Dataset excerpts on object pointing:
%%

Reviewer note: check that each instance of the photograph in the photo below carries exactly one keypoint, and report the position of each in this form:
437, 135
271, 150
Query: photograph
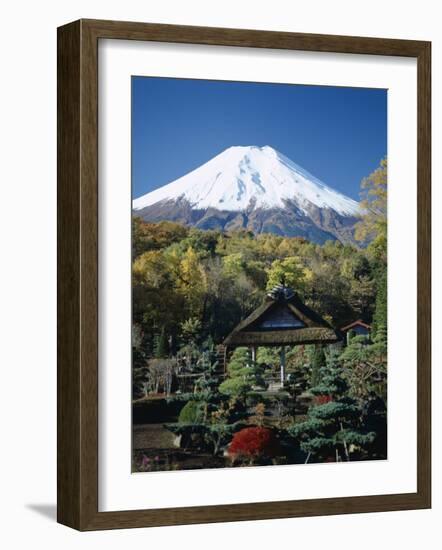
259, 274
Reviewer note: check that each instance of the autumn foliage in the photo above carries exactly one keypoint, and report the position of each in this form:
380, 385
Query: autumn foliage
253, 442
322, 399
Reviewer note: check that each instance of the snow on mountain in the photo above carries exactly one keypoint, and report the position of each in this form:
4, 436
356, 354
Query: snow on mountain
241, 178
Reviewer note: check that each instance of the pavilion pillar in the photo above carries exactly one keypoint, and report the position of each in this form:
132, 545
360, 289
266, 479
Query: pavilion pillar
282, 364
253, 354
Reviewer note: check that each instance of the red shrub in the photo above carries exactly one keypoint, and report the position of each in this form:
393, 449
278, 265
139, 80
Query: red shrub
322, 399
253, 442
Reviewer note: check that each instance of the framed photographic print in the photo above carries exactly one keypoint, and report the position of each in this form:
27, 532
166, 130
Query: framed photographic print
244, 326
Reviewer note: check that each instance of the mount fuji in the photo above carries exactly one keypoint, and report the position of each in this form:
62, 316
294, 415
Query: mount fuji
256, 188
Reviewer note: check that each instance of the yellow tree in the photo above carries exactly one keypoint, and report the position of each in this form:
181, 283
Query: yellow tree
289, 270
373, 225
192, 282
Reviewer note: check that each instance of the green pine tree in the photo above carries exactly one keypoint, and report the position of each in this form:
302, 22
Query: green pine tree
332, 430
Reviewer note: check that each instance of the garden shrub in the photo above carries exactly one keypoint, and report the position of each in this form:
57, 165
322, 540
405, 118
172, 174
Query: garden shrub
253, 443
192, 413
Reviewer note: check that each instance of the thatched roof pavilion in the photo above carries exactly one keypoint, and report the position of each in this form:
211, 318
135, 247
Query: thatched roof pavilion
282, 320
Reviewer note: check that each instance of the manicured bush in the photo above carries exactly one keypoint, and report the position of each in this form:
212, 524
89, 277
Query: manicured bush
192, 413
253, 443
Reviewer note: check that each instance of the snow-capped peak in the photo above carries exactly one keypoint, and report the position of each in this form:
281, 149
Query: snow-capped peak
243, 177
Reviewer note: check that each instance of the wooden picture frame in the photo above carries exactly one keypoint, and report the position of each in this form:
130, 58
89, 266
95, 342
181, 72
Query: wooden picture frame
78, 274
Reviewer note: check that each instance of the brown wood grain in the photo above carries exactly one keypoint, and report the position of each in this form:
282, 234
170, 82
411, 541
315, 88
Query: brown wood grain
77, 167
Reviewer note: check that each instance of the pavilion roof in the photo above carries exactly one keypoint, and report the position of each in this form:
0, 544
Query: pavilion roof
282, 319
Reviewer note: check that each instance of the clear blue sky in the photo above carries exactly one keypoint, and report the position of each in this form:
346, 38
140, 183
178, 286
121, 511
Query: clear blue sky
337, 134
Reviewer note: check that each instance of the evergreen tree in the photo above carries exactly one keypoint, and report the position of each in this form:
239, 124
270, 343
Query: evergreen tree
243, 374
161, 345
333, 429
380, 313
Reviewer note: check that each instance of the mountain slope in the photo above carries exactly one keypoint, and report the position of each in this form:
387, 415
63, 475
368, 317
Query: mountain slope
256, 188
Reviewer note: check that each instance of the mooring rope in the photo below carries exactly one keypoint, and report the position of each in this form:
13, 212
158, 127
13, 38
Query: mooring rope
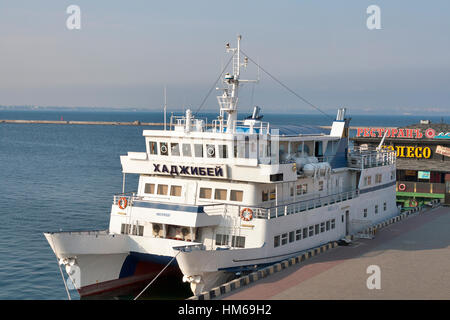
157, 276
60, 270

%%

> Instructions to follow: Recast the lines of the records above as a numbered list, starting at the line that contains "Reviewer note: check that each instance of the pavilion roof" and running through the end of the records, both ends included. Omit blank lines and leave the pictures out.

> Finished task:
1. Reviewer note: check that each instance of the pavilion roof in the photo above carries exactly one keypoint, and report the position of each in this form:
2. 0, 544
3. Query: pavilion roof
4. 282, 319
5. Reviewer note: check that each instance of the clear blue sky in the photo above carries exactly one keypoint, and report the position of each in this form:
6. 346, 38
7. 140, 183
8. 178, 286
9. 121, 511
10. Query: clear blue sky
11. 337, 134
12. Reviewer note: check that each instance of the evergreen tree in the photo above carries exactly one keypoint, and report the position of each in this form:
13. 239, 124
14. 270, 343
15. Query: evergreen tree
16. 243, 374
17. 161, 345
18. 333, 429
19. 380, 313
20. Reviewer note: check that each instance of the mountain slope in the photo above carries exactly one keypoint, and report the position of each in this form:
21. 387, 415
22. 63, 475
23. 368, 317
24. Query: mountain slope
25. 256, 188
26. Reviewer note: check that each instance of the mooring rope in the photo below carries exactly one keypoint, and report the position of each in this form:
27. 13, 212
28. 158, 127
29. 13, 38
30. Query: mooring rope
31. 157, 276
32. 60, 270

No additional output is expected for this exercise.